State how many lines of the material below contain the string "Vertices", treating uppercase and lowercase letters as distinct. Reply with the number alone.
━━━ DATASET RECORDS ━━━
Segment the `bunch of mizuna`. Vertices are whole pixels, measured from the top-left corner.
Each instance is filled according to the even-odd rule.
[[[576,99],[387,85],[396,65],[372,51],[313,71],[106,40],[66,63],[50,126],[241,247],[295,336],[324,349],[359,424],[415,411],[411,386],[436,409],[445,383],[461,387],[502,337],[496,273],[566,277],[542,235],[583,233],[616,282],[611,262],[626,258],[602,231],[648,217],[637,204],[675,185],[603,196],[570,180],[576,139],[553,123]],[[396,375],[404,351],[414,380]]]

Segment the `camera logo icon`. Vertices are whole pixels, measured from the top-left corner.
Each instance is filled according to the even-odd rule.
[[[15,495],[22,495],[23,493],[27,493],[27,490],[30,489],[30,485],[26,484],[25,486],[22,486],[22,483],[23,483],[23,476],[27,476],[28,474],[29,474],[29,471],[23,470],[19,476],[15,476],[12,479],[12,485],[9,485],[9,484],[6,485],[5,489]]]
━━━
━━━ DATASET RECORDS ━━━
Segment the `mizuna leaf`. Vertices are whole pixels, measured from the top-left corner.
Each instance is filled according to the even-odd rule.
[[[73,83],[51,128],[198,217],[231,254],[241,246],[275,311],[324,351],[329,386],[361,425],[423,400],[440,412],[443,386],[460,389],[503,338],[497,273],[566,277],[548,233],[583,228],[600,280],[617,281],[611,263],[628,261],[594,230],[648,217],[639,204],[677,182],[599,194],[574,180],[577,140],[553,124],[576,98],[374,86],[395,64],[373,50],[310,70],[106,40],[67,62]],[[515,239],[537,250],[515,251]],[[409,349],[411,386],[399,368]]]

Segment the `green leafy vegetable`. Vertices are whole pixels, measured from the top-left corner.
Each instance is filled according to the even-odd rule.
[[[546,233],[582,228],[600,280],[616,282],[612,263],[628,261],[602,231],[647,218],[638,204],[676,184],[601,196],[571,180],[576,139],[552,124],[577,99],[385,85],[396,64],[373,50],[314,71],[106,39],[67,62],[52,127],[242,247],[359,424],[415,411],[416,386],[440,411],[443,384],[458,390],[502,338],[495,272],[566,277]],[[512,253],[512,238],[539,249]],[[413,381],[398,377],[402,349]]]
━━━
PROBLEM SOLUTION ▸
4